DESCRIPTION OF THE TASK - Of the records below, reproduce only the span that opens with the line containing "Would you be so kind as to point out the gutter" and closes with the last line.

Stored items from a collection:
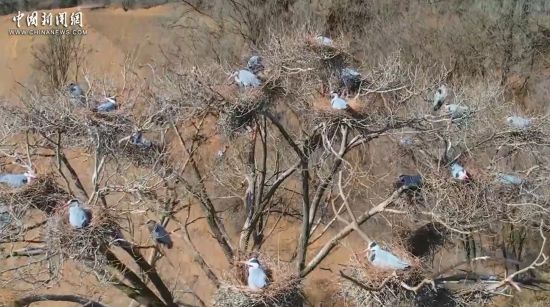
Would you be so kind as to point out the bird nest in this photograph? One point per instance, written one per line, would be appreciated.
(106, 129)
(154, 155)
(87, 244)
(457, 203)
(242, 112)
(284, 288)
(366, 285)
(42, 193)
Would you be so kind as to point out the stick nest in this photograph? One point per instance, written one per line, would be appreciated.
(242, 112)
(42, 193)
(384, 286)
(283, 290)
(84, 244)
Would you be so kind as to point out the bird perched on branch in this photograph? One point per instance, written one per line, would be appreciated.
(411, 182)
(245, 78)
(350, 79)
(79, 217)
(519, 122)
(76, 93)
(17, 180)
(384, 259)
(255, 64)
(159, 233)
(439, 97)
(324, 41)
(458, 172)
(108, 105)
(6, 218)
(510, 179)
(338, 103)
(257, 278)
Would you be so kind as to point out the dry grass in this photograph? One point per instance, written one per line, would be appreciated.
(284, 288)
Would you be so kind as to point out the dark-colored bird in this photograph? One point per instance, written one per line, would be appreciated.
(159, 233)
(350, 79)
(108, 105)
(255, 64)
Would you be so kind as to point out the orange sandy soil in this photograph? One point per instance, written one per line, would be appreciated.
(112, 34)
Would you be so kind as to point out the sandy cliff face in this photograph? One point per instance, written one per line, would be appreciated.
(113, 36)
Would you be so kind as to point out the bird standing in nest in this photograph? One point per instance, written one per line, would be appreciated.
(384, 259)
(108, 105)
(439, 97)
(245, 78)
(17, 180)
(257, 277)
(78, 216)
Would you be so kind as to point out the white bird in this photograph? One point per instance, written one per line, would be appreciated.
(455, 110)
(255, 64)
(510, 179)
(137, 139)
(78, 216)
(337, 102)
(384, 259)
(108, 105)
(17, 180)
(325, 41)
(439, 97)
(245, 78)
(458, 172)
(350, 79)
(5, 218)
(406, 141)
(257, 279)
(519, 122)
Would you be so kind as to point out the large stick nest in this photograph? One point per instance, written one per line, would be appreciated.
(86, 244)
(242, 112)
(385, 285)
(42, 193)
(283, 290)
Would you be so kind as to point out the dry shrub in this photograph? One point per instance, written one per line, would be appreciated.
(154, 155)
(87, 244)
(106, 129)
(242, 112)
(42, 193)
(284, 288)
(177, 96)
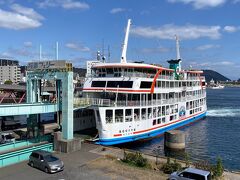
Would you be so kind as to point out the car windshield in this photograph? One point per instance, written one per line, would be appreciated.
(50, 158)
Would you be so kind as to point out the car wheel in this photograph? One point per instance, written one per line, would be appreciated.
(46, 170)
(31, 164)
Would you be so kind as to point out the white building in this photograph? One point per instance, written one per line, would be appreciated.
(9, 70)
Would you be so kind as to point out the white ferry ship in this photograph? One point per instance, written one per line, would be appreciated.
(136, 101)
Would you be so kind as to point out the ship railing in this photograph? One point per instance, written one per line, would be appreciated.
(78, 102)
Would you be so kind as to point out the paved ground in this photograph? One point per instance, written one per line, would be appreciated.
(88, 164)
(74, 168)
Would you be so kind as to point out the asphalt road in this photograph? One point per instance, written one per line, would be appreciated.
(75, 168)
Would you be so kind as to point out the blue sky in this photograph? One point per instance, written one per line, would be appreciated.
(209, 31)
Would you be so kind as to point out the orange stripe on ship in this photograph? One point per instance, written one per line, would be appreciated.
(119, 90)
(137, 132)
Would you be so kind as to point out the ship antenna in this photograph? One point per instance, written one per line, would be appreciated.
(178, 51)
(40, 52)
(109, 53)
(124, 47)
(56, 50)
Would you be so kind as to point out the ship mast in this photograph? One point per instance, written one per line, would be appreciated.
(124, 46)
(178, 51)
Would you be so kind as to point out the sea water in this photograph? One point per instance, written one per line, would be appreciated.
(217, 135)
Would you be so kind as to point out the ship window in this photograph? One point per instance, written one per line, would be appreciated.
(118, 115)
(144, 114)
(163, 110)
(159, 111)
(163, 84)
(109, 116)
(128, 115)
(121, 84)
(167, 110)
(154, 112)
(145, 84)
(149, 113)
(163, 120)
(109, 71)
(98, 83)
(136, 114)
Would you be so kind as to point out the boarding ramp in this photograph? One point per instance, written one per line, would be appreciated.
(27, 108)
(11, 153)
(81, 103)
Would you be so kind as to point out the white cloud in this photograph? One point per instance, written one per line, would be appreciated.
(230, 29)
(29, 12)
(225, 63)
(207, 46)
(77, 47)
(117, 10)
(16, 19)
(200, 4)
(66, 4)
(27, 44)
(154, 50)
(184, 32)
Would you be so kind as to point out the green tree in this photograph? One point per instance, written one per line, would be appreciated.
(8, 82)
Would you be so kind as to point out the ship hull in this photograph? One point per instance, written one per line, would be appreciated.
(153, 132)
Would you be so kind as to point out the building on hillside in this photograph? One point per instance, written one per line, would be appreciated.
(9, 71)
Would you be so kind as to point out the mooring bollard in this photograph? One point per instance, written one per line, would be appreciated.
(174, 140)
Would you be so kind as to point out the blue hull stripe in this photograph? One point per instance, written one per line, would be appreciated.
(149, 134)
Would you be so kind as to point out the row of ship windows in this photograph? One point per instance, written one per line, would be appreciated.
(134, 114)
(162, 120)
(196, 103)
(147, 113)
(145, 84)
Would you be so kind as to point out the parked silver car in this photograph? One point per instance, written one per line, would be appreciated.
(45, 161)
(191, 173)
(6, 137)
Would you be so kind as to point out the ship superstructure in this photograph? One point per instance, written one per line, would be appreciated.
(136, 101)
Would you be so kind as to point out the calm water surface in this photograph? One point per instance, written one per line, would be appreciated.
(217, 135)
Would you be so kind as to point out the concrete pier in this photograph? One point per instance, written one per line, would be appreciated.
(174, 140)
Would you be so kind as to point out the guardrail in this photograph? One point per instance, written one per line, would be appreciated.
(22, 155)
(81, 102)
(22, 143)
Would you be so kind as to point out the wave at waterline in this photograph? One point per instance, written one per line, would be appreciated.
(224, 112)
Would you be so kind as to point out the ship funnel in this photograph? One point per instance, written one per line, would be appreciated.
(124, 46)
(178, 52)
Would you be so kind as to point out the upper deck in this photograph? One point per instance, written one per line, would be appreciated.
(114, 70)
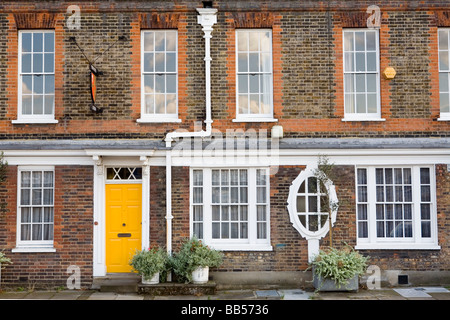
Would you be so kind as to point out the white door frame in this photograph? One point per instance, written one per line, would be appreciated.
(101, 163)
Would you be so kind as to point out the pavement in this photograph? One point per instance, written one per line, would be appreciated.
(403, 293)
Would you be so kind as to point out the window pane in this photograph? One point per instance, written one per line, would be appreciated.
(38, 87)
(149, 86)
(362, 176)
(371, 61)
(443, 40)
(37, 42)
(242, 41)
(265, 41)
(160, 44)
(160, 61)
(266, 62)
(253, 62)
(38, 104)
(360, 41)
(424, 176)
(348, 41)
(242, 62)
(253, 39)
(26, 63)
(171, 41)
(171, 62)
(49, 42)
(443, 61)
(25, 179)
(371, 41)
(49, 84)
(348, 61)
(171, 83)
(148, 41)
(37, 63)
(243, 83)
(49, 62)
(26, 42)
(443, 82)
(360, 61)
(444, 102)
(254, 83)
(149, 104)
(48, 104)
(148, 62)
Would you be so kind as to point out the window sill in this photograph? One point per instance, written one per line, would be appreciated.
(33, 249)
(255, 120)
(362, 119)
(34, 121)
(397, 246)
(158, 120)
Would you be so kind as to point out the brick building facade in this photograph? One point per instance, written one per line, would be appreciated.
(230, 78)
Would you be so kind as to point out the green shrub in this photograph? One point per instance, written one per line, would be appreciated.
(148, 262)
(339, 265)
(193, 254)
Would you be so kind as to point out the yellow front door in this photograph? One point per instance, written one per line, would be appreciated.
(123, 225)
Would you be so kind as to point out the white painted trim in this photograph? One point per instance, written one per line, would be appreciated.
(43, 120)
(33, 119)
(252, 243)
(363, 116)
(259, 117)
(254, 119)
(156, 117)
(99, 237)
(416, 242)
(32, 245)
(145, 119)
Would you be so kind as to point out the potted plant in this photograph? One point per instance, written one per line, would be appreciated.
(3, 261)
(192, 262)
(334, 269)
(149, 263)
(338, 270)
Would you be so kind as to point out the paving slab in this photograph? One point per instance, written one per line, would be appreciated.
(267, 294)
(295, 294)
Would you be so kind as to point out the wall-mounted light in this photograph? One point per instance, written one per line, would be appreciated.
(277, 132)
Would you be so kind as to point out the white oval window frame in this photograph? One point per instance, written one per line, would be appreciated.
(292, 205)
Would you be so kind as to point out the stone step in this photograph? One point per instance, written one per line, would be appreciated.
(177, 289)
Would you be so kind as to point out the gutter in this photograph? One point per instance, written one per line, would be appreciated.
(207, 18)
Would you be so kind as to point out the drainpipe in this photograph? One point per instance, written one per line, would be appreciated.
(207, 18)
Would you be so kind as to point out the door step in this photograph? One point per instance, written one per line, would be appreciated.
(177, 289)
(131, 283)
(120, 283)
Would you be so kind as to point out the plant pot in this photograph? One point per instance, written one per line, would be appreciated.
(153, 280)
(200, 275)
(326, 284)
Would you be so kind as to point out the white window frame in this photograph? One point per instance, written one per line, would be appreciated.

RESULT FOR THIS TASK -
Would you be so kind as to point out the gutter in this photograph? One point per instance, written one per line, would be appreciated.
(207, 18)
Would you be so kind as to point out the drainpipe in this photograph? One point per instance, written one per line, would be appreciated.
(207, 18)
Would you be so kind as to point out the door step in this photograph? One point per instance, written one per line, would be appreciated.
(177, 289)
(131, 283)
(120, 283)
Would you be so kind as to point out the plant pot in this photograph? One point per instance, written one per line, would be appreciated.
(153, 280)
(200, 275)
(326, 284)
Would you be so kind as to point out the white window frame in this photograph? One point per instance, written one per line, would be appreciated.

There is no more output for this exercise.